— JOB —
Copy down without any change the lines from the one containing "Provide the segmentation of every instance of the dark" through the one containing "[[[170,175],[1,170],[0,255],[170,255]]]", including both of these. Leave the pictures out of your copy.

— ENTRIES SUPPLIED —
↓↓↓

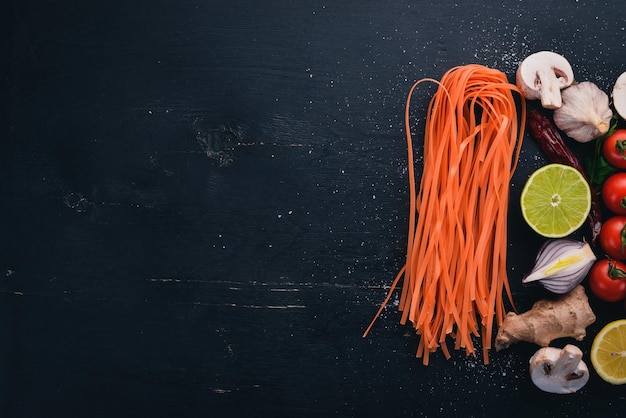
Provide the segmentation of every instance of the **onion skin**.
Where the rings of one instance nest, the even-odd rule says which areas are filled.
[[[595,261],[596,256],[587,242],[548,240],[540,248],[535,266],[522,283],[538,282],[552,293],[564,294],[583,281]]]

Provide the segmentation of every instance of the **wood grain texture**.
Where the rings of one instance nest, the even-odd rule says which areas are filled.
[[[513,77],[551,49],[608,91],[623,6],[334,3],[11,3],[3,416],[623,415],[595,375],[538,392],[530,346],[423,367],[393,304],[361,338],[405,251],[412,82],[471,62]],[[530,141],[521,158],[525,308],[541,240],[514,199],[544,159]],[[591,302],[590,334],[624,315]]]

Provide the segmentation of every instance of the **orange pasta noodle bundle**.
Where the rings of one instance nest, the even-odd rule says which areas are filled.
[[[415,180],[410,100],[423,82],[437,84],[424,131],[424,164],[419,190]],[[506,75],[470,64],[450,69],[440,81],[422,79],[410,89],[405,129],[409,169],[409,233],[406,262],[364,336],[402,281],[400,323],[420,335],[417,357],[446,340],[476,355],[481,337],[485,363],[494,334],[505,316],[508,283],[507,214],[509,187],[524,136],[526,107]]]

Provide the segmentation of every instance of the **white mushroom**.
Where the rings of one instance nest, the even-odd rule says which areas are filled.
[[[612,96],[615,110],[622,119],[626,119],[626,72],[617,77]]]
[[[544,347],[530,358],[530,378],[535,386],[549,393],[574,393],[589,380],[583,353],[568,344],[563,349]]]
[[[517,68],[516,84],[529,100],[541,99],[546,109],[561,107],[561,90],[574,81],[571,65],[562,55],[539,51],[529,55]]]

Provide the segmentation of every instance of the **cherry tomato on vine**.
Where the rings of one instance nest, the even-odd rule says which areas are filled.
[[[626,169],[626,129],[618,129],[604,140],[602,156],[613,167]]]
[[[617,215],[626,215],[626,172],[611,174],[602,185],[602,201]]]
[[[615,215],[604,221],[598,240],[607,256],[626,260],[626,216]]]
[[[589,270],[589,287],[605,302],[626,298],[626,264],[608,258],[596,261]]]

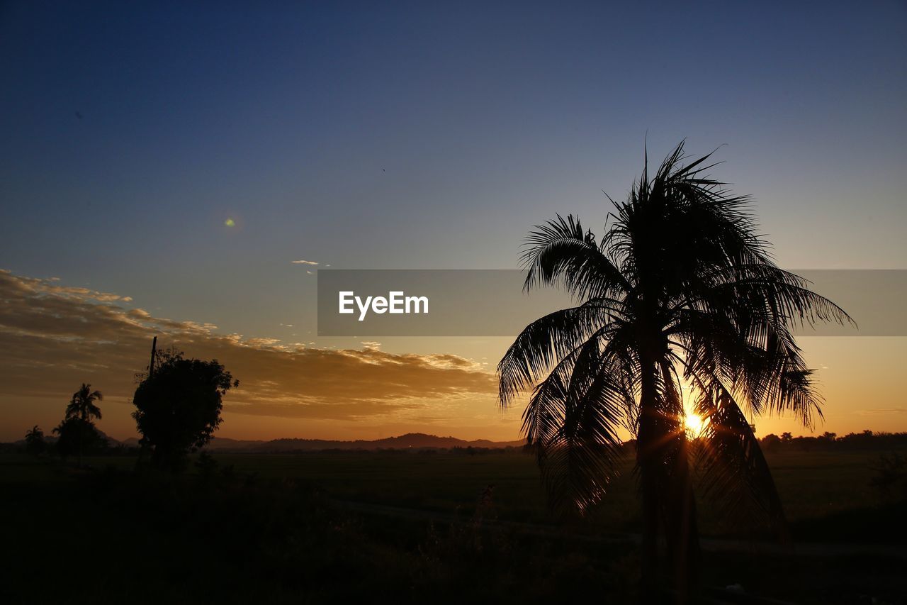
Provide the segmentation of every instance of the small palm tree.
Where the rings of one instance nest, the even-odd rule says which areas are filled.
[[[94,402],[102,401],[103,393],[92,391],[91,384],[82,383],[82,388],[73,393],[73,399],[66,406],[66,418],[78,418],[83,422],[91,422],[93,418],[101,420],[101,408]]]
[[[103,400],[100,391],[92,391],[91,384],[82,383],[82,388],[73,393],[73,399],[66,406],[66,420],[78,419],[79,422],[79,466],[82,466],[82,450],[87,428],[93,428],[92,419],[101,420],[101,408],[94,402]]]
[[[691,594],[698,539],[691,475],[727,514],[783,530],[781,501],[747,421],[821,416],[795,324],[850,322],[808,283],[773,263],[748,198],[688,164],[681,143],[628,200],[614,203],[597,241],[573,216],[526,239],[525,287],[555,285],[574,307],[528,325],[498,365],[500,401],[532,390],[522,430],[552,506],[583,512],[606,493],[625,427],[636,438],[643,521],[643,600],[667,554],[675,594]],[[684,388],[696,394],[685,402]],[[702,422],[685,430],[686,405]],[[664,539],[667,553],[661,553]]]

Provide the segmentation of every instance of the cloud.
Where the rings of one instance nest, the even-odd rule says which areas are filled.
[[[902,414],[907,412],[907,408],[874,408],[870,410],[857,410],[859,416],[879,416],[886,414]]]
[[[456,355],[317,349],[273,338],[222,334],[211,323],[126,309],[122,297],[0,271],[0,382],[5,401],[65,401],[83,382],[105,401],[128,402],[152,336],[200,359],[217,359],[240,382],[225,412],[284,418],[395,418],[491,400],[493,374]],[[395,416],[397,415],[397,416]]]

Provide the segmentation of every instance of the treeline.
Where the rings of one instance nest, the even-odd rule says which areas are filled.
[[[821,435],[794,437],[789,432],[780,435],[770,433],[759,440],[766,451],[785,450],[830,450],[836,451],[859,451],[863,450],[907,449],[907,432],[849,432],[839,436],[825,431]]]
[[[134,453],[140,465],[147,457],[158,469],[179,471],[190,453],[211,441],[222,422],[222,398],[239,384],[217,360],[186,358],[174,350],[155,351],[148,372],[136,379],[132,415],[141,435],[138,448],[113,445],[98,430],[94,421],[102,413],[97,402],[103,394],[88,383],[73,393],[50,439],[34,425],[25,432],[23,448],[37,456],[75,457],[80,467],[83,456]]]

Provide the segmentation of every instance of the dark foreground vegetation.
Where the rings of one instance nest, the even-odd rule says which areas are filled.
[[[907,602],[907,452],[831,447],[769,451],[792,548],[703,511],[711,602]],[[515,450],[202,454],[180,474],[136,461],[0,453],[0,602],[637,600],[629,460],[573,525],[551,521]]]

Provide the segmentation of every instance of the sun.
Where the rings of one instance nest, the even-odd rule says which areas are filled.
[[[706,426],[706,421],[699,414],[688,412],[683,419],[684,428],[687,429],[687,437],[696,439],[702,432]]]

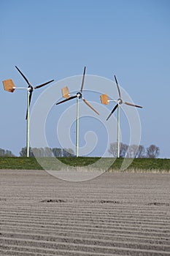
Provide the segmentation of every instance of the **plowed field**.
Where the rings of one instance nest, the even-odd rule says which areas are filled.
[[[0,170],[0,255],[170,255],[170,175]]]

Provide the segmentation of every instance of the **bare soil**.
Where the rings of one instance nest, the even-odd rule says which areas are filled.
[[[170,175],[1,170],[0,255],[170,255]]]

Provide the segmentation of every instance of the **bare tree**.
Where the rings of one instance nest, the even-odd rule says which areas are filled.
[[[127,153],[128,146],[123,143],[120,143],[120,157],[125,157]]]
[[[113,156],[113,157],[117,157],[117,142],[113,142],[110,143],[109,148],[108,150],[109,153]]]
[[[136,157],[138,157],[138,158],[145,157],[145,152],[146,152],[146,150],[144,146],[142,145],[139,145]]]
[[[127,150],[128,145],[124,144],[123,143],[120,143],[120,157],[125,157]],[[109,153],[112,154],[114,157],[117,157],[117,142],[114,142],[110,143],[109,148],[108,150]]]
[[[147,148],[147,157],[156,158],[160,154],[160,149],[155,145],[150,145]]]
[[[131,145],[127,151],[127,157],[142,158],[145,156],[145,148],[142,145]]]

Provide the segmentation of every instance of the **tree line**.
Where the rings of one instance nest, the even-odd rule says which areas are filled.
[[[116,157],[117,155],[117,142],[110,143],[109,153],[112,157]],[[155,145],[150,145],[147,148],[142,145],[130,145],[120,143],[120,157],[127,158],[156,158],[160,154],[160,149]]]
[[[117,142],[110,143],[109,153],[113,157],[117,155]],[[120,143],[120,157],[127,158],[156,158],[160,154],[160,149],[155,145],[150,145],[147,148],[142,145],[128,146]],[[74,151],[72,148],[29,148],[29,155],[31,157],[75,157]],[[15,157],[14,154],[9,150],[0,148],[0,157]],[[26,147],[22,148],[20,151],[20,157],[26,157]]]

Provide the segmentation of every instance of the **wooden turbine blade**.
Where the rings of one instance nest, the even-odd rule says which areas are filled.
[[[108,95],[106,94],[101,95],[101,102],[102,104],[108,105],[109,104]]]
[[[125,104],[129,105],[129,106],[132,106],[132,107],[136,107],[136,108],[142,108],[143,107],[141,107],[141,106],[139,106],[138,105],[134,105],[134,104],[132,104],[132,103],[128,103],[128,102],[124,102]]]
[[[48,82],[46,82],[46,83],[45,83],[40,84],[39,86],[37,86],[34,87],[34,89],[39,89],[39,88],[41,88],[41,87],[42,87],[42,86],[46,86],[47,84],[48,84],[48,83],[52,83],[52,82],[53,82],[53,81],[54,81],[54,80],[50,80],[48,81]]]
[[[14,92],[16,86],[12,79],[5,80],[2,81],[2,83],[5,91]]]
[[[70,99],[75,99],[75,98],[77,98],[77,95],[72,96],[72,97],[69,97],[69,99],[63,99],[63,100],[62,100],[61,102],[56,103],[56,105],[66,102],[67,102],[68,100],[70,100]]]

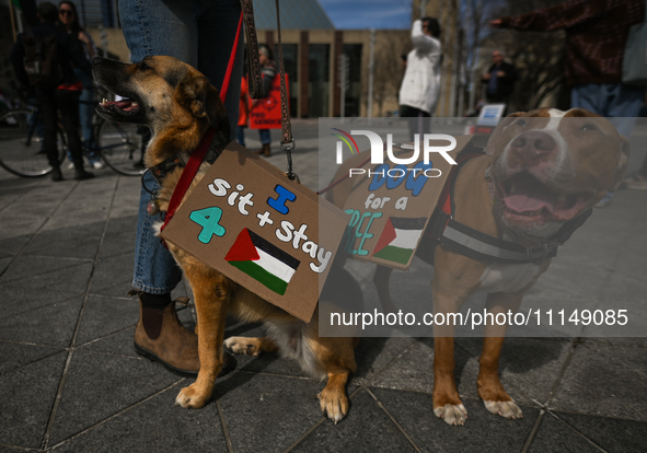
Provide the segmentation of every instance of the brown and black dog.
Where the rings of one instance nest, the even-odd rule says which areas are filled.
[[[550,242],[565,222],[589,211],[621,183],[629,147],[606,119],[584,109],[542,108],[504,118],[489,138],[486,154],[467,161],[454,184],[454,220],[489,236]],[[362,153],[365,154],[365,153]],[[365,160],[346,161],[334,181]],[[488,179],[490,183],[488,183]],[[326,194],[343,207],[356,184],[348,178]],[[486,292],[496,316],[516,313],[523,294],[551,259],[528,264],[494,264],[467,258],[436,245],[424,257],[434,263],[434,311],[455,313],[476,292]],[[391,269],[378,267],[373,281],[385,309]],[[498,374],[507,326],[486,325],[477,386],[493,414],[519,418],[521,409],[505,391]],[[454,380],[454,328],[435,326],[434,413],[449,425],[464,425],[467,413]]]
[[[127,97],[120,102],[102,102],[97,112],[103,117],[142,124],[151,129],[152,138],[145,156],[149,169],[176,156],[186,159],[207,129],[216,127],[227,116],[218,90],[207,78],[172,57],[148,57],[137,65],[95,58],[93,74],[100,85]],[[203,163],[185,199],[208,167],[209,164]],[[167,209],[182,171],[182,167],[175,169],[162,182],[158,194],[162,211]],[[327,378],[326,386],[317,395],[321,409],[335,422],[344,418],[348,411],[346,382],[356,368],[353,338],[320,338],[316,312],[310,323],[304,323],[173,244],[169,244],[169,249],[194,293],[200,360],[196,382],[180,392],[176,404],[199,408],[211,397],[216,376],[222,368],[224,320],[229,313],[246,322],[265,323],[268,337],[228,338],[224,341],[228,348],[252,356],[278,351],[298,360],[311,375]]]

↑↑↑

— RESPONSE TO THIS EXERCISE —
Provide the segmentation of every instance of the dark foreground vegetation.
Where the rings of one instance nest, the even-odd rule says which areas are filled.
[[[907,602],[907,452],[831,447],[769,451],[792,548],[703,511],[711,602]],[[515,450],[202,454],[180,474],[136,461],[0,453],[0,602],[637,600],[629,460],[573,525],[551,521]]]

Provide the segmentation of every instance of the sun.
Where the rings of one instance nest, the even-odd rule says which areas are filled.
[[[706,426],[706,421],[699,414],[688,412],[683,419],[684,428],[687,429],[687,437],[696,439],[702,432]]]

Provide the segmentation of every instance of the **plowed field**.
Where the rings of one instance nest, the even-odd rule says which areas are filled.
[[[0,170],[0,255],[170,255],[170,175]]]

Provide the segmentation of every instance of the **bare soil**.
Where the rings of one instance nest, the even-odd rule says which areas are filled.
[[[170,175],[1,170],[0,255],[170,255]]]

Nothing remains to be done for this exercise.